**Required work**
Will you give the material below again, every line exactly as it is?

Dataset rows
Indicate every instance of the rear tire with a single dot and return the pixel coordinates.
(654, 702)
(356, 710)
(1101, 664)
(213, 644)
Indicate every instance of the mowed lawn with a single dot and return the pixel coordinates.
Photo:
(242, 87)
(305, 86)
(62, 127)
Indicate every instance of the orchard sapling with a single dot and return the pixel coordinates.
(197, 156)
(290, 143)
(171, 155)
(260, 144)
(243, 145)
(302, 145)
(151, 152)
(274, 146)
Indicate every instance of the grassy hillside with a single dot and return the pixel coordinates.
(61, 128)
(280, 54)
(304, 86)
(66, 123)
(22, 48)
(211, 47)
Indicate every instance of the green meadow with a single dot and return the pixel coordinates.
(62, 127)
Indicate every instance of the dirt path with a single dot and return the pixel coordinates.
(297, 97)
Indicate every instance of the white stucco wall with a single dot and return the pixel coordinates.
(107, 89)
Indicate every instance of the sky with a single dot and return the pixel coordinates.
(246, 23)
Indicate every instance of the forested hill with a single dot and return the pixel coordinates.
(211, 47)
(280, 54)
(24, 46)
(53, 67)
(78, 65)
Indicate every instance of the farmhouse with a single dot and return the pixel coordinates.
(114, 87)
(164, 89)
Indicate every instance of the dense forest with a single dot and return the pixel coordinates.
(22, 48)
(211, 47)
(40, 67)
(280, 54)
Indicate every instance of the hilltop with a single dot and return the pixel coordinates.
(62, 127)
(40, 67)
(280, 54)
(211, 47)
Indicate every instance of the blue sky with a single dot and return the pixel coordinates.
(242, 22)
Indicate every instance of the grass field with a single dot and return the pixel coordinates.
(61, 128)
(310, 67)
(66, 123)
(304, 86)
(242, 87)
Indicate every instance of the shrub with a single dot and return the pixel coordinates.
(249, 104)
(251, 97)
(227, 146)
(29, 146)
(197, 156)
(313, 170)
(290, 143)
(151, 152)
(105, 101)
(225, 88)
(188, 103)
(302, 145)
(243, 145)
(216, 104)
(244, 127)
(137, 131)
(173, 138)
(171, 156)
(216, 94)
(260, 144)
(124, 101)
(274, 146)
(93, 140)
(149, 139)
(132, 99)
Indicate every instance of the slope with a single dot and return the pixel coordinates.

**The output**
Indicate every instance of the rear tire with a single dot and return the pixel coordinates.
(654, 702)
(356, 710)
(1101, 664)
(213, 644)
Indicate every instance of the mowed lawn with a single dot and return the pixel coordinates.
Photo:
(242, 87)
(305, 86)
(62, 127)
Indicate every instance of the orchard sapling with a single dot and return the pixel coordinates.
(197, 156)
(290, 143)
(171, 155)
(260, 144)
(243, 145)
(302, 145)
(151, 152)
(274, 146)
Indicate every instance of the grassy hillside with a single dot and return the pixel coordinates.
(61, 128)
(280, 54)
(304, 86)
(66, 123)
(22, 48)
(211, 47)
Indicate every instance of the green meadow with a single dot and return the pixel coordinates.
(62, 127)
Indicate every instance of the dirt path with a single dot and return the pixel coordinates.
(297, 97)
Indicate every instance of the white stucco wall with a single dot and return the pixel coordinates.
(107, 89)
Indicate every instance of the sky with a single dot and return the pixel coordinates.
(246, 23)
Indicate every instance of the forested hill with a single dot and return the pixel coordinates.
(211, 47)
(280, 54)
(24, 46)
(53, 67)
(78, 65)
Indicate every instance of the farmhouse with a single dot and return the pixel coordinates.
(114, 87)
(164, 89)
Indicate every instance of the dense forest with a single dot and return the pixel coordinates.
(22, 48)
(211, 47)
(40, 67)
(280, 54)
Indicate every instance of the hilltop with a single dot and return the pixel coordinates.
(62, 127)
(40, 67)
(280, 54)
(211, 47)
Indicate every instance of the blue sky with a single dot and return the pixel coordinates.
(242, 22)
Indicate every instance of the grass field with a single dot and return the pixel coordinates.
(61, 128)
(310, 67)
(66, 123)
(304, 86)
(242, 87)
Indicate every instance of the shrub with a single dot and return the pixel coordinates.
(249, 104)
(251, 97)
(227, 146)
(29, 146)
(197, 156)
(313, 170)
(290, 143)
(151, 152)
(105, 101)
(225, 88)
(188, 103)
(302, 145)
(243, 145)
(216, 104)
(244, 127)
(137, 131)
(173, 138)
(171, 156)
(216, 94)
(260, 144)
(124, 101)
(274, 146)
(93, 140)
(149, 139)
(132, 99)
Indicate every instance of the slope with a single dot and return the pixel coordinates.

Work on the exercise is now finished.